▶ [Required action]: Would you transcribe word for word every line from the one containing "Each instance receives one keypoint. Mark the brown" to the end of the data, both ends included, and leave out the rest?

▶ [Data shown]:
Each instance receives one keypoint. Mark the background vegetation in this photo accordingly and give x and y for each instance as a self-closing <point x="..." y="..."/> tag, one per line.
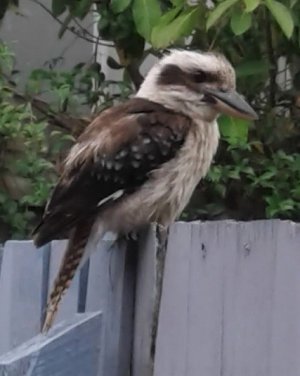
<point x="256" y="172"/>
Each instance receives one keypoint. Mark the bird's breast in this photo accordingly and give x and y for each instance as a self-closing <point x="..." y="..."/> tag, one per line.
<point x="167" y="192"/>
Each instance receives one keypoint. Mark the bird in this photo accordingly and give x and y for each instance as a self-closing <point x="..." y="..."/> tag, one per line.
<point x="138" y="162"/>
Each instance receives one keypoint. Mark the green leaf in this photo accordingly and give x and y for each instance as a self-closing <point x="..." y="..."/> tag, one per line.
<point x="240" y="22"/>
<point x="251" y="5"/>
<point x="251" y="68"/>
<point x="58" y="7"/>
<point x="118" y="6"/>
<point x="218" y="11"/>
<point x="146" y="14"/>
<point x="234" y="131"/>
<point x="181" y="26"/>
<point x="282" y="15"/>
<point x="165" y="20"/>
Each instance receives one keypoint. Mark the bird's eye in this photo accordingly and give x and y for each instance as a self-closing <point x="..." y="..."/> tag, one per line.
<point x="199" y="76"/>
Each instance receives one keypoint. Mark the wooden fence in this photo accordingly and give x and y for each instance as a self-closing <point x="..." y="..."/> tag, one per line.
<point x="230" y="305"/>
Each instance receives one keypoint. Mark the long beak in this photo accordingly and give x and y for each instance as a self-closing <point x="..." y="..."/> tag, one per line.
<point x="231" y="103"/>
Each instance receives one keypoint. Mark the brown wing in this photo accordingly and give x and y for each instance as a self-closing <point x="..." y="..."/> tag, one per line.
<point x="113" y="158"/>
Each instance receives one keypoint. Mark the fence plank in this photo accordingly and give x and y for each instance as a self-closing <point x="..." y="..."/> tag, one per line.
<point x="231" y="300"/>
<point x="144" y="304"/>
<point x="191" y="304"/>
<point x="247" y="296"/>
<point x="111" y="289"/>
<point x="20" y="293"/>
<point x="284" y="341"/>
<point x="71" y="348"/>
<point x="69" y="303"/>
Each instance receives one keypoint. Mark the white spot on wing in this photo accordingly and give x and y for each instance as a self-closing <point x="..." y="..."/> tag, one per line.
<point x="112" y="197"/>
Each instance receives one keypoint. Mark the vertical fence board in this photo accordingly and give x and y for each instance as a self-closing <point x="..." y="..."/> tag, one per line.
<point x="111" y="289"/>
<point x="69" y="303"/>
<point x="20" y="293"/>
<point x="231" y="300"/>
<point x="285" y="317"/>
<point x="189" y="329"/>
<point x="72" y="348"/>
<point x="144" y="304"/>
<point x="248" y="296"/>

▶ [Solution for this task]:
Each instance receives one keypoint. Mark the brown wing in this photo accordingly and give x and y for each instance as a self-closing <point x="..." y="..."/> tag, one per line.
<point x="113" y="158"/>
Each instance receives one keypoint. Mark the fence plank in this photo accordingly and give x and y for each instance as a self-closing <point x="..." y="..."/> tag, one per line.
<point x="231" y="300"/>
<point x="144" y="304"/>
<point x="191" y="304"/>
<point x="247" y="296"/>
<point x="111" y="289"/>
<point x="20" y="293"/>
<point x="284" y="341"/>
<point x="71" y="348"/>
<point x="69" y="303"/>
Each instance receives one keypoint. Mark the white spot on wing in this photo accordingly and give x and y for each instance as a self-closing <point x="..." y="..."/> tag, one per line.
<point x="112" y="197"/>
Each instance receives one keypoint. Mark the vertical fence board in this photo accordingly and give x and y for each instance as a self-closing <point x="..." y="..."/> tag, one per line.
<point x="111" y="289"/>
<point x="69" y="303"/>
<point x="20" y="293"/>
<point x="231" y="300"/>
<point x="285" y="317"/>
<point x="189" y="329"/>
<point x="72" y="348"/>
<point x="144" y="304"/>
<point x="248" y="296"/>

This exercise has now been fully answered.